Data drawn from a collection:
--- START ---

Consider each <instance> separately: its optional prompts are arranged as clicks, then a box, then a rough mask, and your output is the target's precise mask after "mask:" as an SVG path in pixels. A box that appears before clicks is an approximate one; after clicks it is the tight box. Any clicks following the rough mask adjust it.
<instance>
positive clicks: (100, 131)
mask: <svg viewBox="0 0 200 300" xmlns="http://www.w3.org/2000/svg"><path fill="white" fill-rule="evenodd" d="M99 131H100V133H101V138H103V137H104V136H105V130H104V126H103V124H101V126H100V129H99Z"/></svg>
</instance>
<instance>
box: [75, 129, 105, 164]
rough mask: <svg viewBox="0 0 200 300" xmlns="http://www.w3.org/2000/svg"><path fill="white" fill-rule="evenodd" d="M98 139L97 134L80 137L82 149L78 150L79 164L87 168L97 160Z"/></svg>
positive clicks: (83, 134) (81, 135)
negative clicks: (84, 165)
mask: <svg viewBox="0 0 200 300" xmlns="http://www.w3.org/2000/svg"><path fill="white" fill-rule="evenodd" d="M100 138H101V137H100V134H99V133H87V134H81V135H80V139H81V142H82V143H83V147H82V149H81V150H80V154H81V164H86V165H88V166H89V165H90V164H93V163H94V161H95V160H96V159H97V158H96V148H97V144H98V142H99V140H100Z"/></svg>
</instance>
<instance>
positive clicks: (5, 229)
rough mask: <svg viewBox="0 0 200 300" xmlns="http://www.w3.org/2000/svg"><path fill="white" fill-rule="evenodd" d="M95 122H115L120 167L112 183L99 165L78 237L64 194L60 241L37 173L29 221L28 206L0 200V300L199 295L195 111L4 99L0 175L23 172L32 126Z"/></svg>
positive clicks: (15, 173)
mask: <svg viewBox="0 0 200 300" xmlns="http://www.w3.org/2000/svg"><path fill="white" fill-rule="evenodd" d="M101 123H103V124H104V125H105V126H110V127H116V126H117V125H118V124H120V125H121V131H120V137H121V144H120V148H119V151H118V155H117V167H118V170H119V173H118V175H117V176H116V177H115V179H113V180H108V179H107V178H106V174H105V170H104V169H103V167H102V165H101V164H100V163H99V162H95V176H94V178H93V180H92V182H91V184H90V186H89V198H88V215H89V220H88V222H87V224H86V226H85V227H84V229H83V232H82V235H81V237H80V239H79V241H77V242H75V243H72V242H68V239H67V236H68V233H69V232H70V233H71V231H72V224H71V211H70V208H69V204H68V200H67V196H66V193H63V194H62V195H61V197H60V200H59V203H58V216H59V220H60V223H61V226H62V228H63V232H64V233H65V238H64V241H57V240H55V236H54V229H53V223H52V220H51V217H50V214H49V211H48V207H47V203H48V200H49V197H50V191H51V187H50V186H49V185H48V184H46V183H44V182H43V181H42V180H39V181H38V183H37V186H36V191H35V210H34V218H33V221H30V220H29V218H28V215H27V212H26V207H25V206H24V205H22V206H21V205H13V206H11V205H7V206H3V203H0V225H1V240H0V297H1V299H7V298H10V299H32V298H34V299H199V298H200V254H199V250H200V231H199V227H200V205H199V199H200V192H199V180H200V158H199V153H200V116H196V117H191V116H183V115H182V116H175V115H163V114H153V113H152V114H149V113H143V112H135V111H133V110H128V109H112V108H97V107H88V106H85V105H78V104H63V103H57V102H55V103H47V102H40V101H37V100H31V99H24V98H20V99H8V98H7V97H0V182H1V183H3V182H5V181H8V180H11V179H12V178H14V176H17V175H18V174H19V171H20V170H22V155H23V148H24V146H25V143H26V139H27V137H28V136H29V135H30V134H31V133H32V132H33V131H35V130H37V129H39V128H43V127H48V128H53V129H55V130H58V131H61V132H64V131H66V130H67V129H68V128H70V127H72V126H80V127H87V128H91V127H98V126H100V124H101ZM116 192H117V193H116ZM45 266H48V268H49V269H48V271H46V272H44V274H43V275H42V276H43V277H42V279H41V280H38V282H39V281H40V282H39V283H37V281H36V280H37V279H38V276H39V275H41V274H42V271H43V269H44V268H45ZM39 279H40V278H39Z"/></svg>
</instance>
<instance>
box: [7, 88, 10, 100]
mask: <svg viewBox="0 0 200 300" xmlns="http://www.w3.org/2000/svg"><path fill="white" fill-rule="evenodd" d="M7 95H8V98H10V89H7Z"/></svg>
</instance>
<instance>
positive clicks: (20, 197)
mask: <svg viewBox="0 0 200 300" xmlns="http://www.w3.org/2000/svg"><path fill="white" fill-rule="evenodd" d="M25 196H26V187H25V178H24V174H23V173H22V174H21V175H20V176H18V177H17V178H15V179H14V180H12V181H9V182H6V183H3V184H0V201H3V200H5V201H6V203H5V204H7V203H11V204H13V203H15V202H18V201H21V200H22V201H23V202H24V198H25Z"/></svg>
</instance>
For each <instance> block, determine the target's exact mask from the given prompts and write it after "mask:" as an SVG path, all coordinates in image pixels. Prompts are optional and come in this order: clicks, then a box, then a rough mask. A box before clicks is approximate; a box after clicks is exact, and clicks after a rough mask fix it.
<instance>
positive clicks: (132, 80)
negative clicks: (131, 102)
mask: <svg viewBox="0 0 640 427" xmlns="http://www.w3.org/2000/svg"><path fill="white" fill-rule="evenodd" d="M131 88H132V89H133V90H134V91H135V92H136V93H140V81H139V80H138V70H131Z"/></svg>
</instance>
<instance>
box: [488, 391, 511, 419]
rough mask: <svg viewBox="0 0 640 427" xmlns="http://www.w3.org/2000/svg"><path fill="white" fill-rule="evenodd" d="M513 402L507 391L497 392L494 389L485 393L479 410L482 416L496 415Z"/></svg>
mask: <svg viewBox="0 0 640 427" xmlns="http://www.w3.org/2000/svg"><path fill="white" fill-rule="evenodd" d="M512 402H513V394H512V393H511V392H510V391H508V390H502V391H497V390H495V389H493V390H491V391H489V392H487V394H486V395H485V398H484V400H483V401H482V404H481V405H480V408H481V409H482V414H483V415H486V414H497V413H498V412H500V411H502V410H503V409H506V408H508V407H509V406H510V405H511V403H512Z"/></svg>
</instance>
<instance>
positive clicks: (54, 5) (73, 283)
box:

--- END ---

• **Job item**:
Can you render every one of the rows above as a numbered list, leaving out any blank lines?

• **Solution to this task**:
1. Consider each <instance> separately: its optional prompts are arranged as clicks, then a box, then a rough mask, and your output is the target's precise mask after "mask:" as an SVG path in pixels. A box that appears before clicks is an approximate one; after clicks it is the tight box. Any clicks following the rough mask adjust it.
2. <instance>
3. positive clicks: (100, 131)
4. mask: <svg viewBox="0 0 200 300" xmlns="http://www.w3.org/2000/svg"><path fill="white" fill-rule="evenodd" d="M99 131H100V133H101V138H103V137H104V136H105V130H104V126H103V124H101V126H100V129H99Z"/></svg>
5. </instance>
6. <instance>
7. box: [75, 129, 105, 164]
8. rough mask: <svg viewBox="0 0 200 300" xmlns="http://www.w3.org/2000/svg"><path fill="white" fill-rule="evenodd" d="M98 139L97 134L80 137L82 149L78 150L79 164L87 168L97 160Z"/></svg>
9. positive clicks: (83, 134) (81, 135)
10. negative clicks: (84, 165)
11. mask: <svg viewBox="0 0 200 300" xmlns="http://www.w3.org/2000/svg"><path fill="white" fill-rule="evenodd" d="M100 138H101V137H100V134H99V133H87V134H81V135H80V139H81V142H82V143H83V147H82V149H81V150H80V154H81V164H86V165H88V166H89V165H90V164H93V163H94V161H95V160H96V159H97V158H96V148H97V144H98V142H99V140H100Z"/></svg>
12. </instance>
13. <instance>
14. positive clicks: (5, 229)
15. rough mask: <svg viewBox="0 0 200 300" xmlns="http://www.w3.org/2000/svg"><path fill="white" fill-rule="evenodd" d="M95 122H115L120 167L112 183L99 165L78 237L64 194L60 241L37 173L29 221L28 206L0 200V300L199 295L195 111L4 99L0 175L23 172L32 126Z"/></svg>
16. positive clicks: (15, 173)
17. mask: <svg viewBox="0 0 200 300" xmlns="http://www.w3.org/2000/svg"><path fill="white" fill-rule="evenodd" d="M101 123H103V124H104V125H105V126H110V127H116V126H117V125H118V124H120V125H121V131H120V137H121V144H120V148H119V151H118V155H117V167H118V170H119V173H118V175H117V176H116V177H115V179H113V180H108V179H107V178H106V174H105V170H104V169H103V167H102V165H101V164H100V163H99V162H95V176H94V178H93V180H92V182H91V184H90V186H89V198H88V215H89V220H88V222H87V224H86V226H85V227H84V229H83V232H82V235H81V237H80V239H79V241H77V242H75V243H72V242H68V239H67V236H68V233H69V232H70V233H71V231H72V224H71V211H70V208H69V204H68V200H67V196H66V193H63V194H62V195H61V197H60V200H59V203H58V216H59V220H60V223H61V226H62V228H63V232H64V233H65V238H64V241H57V240H55V236H54V229H53V223H52V220H51V217H50V214H49V211H48V207H47V203H48V200H49V197H50V191H51V187H50V186H49V185H48V184H46V183H44V182H43V181H42V180H39V181H38V183H37V186H36V191H35V210H34V218H33V221H30V220H29V218H28V215H27V212H26V207H25V206H24V205H22V206H21V205H13V206H11V205H7V206H3V203H0V225H1V240H0V297H1V299H7V298H10V299H32V298H34V299H199V298H200V254H199V250H200V231H199V227H200V205H199V199H200V192H199V180H200V158H199V153H200V116H196V117H191V116H183V115H182V116H175V115H163V114H153V113H152V114H149V113H143V112H135V111H133V110H128V109H112V108H97V107H88V106H85V105H78V104H63V103H57V102H55V103H47V102H40V101H37V100H31V99H24V98H20V99H8V98H7V97H0V182H1V183H3V182H5V181H8V180H11V179H12V178H14V176H17V175H18V174H19V171H20V170H22V155H23V148H24V146H25V143H26V139H27V137H28V136H29V135H30V134H31V133H32V132H33V131H35V130H37V129H39V128H43V127H48V128H53V129H55V130H58V131H61V132H64V131H66V130H67V129H68V128H70V127H72V126H80V127H87V128H91V127H98V126H100V124H101ZM116 192H117V193H116ZM45 266H48V268H49V269H48V271H46V272H44V274H43V275H42V276H43V277H42V279H41V280H38V282H39V281H40V282H39V283H37V281H36V280H37V279H38V276H39V275H41V274H42V271H43V269H44V268H45ZM39 279H40V278H39Z"/></svg>
18. </instance>
19. <instance>
20. box: [7, 88, 10, 100]
21. mask: <svg viewBox="0 0 200 300" xmlns="http://www.w3.org/2000/svg"><path fill="white" fill-rule="evenodd" d="M7 95H8V98H10V89H7Z"/></svg>
22. </instance>
23. <instance>
24. positive clicks: (20, 197)
25. mask: <svg viewBox="0 0 200 300" xmlns="http://www.w3.org/2000/svg"><path fill="white" fill-rule="evenodd" d="M25 196H26V187H25V178H24V174H23V173H22V174H21V175H20V176H18V177H17V178H15V179H14V180H12V181H9V182H6V183H3V184H0V201H3V200H5V201H6V203H5V204H7V203H11V204H13V203H15V202H18V201H21V200H22V201H23V202H24V198H25Z"/></svg>
26. </instance>
27. For each <instance> block, determine the target's exact mask from the given prompts and write it after "mask:" as an SVG path, all coordinates in image pixels. Prompts are optional and come in this order: clicks, then a box, then a rough mask. A box before clicks is approximate; a box after clicks is exact, and clicks after a rough mask fix it.
28. <instance>
29. positive clicks: (132, 80)
30. negative clicks: (131, 102)
31. mask: <svg viewBox="0 0 640 427" xmlns="http://www.w3.org/2000/svg"><path fill="white" fill-rule="evenodd" d="M131 88H132V89H133V90H134V91H135V92H136V93H140V81H139V80H138V70H131Z"/></svg>
32. </instance>
33. <instance>
34. box: [488, 391, 511, 419]
35. rough mask: <svg viewBox="0 0 640 427" xmlns="http://www.w3.org/2000/svg"><path fill="white" fill-rule="evenodd" d="M513 402L507 391L497 392L494 389L485 393L479 410L482 416L496 415Z"/></svg>
36. mask: <svg viewBox="0 0 640 427" xmlns="http://www.w3.org/2000/svg"><path fill="white" fill-rule="evenodd" d="M512 402H513V394H512V393H511V392H510V391H508V390H502V391H497V390H495V389H493V390H491V391H489V392H487V394H486V395H485V398H484V400H483V401H482V404H481V405H480V408H481V409H482V414H483V415H486V414H497V413H498V412H500V411H502V410H503V409H506V408H508V407H509V406H510V405H511V403H512Z"/></svg>
37. </instance>
38. <instance>
39. positive clicks: (54, 5) (73, 283)
40. box:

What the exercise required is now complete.